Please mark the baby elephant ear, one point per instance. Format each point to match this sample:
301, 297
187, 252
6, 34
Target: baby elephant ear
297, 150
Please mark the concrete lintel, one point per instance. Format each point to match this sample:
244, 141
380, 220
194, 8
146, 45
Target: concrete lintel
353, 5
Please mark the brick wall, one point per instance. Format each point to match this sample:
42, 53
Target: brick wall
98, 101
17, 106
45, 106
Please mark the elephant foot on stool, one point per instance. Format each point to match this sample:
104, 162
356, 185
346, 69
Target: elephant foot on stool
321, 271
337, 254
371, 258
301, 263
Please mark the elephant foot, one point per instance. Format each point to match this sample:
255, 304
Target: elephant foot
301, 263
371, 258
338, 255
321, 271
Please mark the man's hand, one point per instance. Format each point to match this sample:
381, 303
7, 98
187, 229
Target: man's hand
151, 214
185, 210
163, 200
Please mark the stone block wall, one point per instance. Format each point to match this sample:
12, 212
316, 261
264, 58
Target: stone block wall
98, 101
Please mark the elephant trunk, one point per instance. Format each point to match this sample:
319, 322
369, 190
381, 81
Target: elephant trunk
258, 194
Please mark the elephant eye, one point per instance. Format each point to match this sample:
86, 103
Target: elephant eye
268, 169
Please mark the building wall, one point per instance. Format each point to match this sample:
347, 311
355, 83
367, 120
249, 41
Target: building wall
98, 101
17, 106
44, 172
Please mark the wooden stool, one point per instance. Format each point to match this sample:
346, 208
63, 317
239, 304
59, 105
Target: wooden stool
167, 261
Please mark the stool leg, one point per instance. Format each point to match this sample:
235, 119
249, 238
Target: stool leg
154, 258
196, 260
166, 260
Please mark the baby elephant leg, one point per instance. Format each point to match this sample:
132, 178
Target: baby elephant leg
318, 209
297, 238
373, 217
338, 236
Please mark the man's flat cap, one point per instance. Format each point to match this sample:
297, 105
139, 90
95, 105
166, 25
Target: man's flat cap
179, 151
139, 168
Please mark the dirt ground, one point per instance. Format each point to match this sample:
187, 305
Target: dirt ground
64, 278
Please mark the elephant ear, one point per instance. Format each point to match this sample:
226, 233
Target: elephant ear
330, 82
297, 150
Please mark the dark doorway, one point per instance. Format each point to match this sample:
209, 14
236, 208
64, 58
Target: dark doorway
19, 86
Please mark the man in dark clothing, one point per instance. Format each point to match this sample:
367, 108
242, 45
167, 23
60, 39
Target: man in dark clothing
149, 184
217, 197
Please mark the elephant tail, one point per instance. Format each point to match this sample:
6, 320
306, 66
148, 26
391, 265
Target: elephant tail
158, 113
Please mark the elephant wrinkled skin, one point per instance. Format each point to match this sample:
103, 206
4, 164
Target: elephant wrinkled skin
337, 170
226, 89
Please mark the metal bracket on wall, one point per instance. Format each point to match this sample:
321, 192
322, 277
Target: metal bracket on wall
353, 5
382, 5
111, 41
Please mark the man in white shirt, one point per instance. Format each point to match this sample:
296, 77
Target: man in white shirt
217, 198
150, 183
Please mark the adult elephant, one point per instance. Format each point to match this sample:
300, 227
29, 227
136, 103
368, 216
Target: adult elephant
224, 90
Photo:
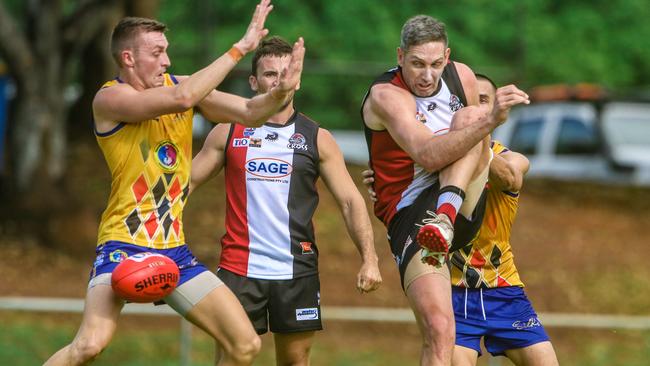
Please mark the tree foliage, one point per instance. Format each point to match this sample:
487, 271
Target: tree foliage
527, 42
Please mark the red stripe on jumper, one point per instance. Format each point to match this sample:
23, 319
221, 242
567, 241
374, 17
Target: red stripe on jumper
235, 243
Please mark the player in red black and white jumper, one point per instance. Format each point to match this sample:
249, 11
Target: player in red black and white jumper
269, 255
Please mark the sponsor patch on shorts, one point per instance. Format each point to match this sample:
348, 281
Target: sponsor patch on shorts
307, 314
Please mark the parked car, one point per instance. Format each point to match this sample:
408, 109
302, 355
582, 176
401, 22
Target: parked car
600, 140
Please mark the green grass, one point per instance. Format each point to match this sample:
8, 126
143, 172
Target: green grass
29, 339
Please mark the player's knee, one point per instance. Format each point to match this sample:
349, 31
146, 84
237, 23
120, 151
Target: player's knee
245, 351
86, 349
439, 328
467, 116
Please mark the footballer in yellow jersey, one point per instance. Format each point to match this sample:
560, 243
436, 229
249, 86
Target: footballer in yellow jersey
487, 294
143, 124
150, 167
488, 261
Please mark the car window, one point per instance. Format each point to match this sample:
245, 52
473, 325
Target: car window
526, 135
576, 137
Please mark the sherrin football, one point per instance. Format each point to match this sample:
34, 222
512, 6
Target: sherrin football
145, 277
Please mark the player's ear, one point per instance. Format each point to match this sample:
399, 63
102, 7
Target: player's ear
252, 80
400, 56
128, 59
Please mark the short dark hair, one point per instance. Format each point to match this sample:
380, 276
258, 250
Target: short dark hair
485, 77
127, 29
422, 29
273, 46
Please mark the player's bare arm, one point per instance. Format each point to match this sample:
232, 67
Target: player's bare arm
469, 83
224, 107
210, 160
353, 208
368, 176
126, 103
392, 108
507, 171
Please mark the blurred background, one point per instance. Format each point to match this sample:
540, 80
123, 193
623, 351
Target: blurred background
581, 239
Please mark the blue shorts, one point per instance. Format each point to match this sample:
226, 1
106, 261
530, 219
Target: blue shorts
111, 253
504, 316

Objective:
Could you copy, word for word, every line from the one containing "Please mark the blue" through the very last line, including both of those lines?

Answer:
Please mark the blue shorts, one point per instance. Format each point to match this sample:
226, 1
106, 261
530, 219
Target: blue shorts
111, 253
504, 316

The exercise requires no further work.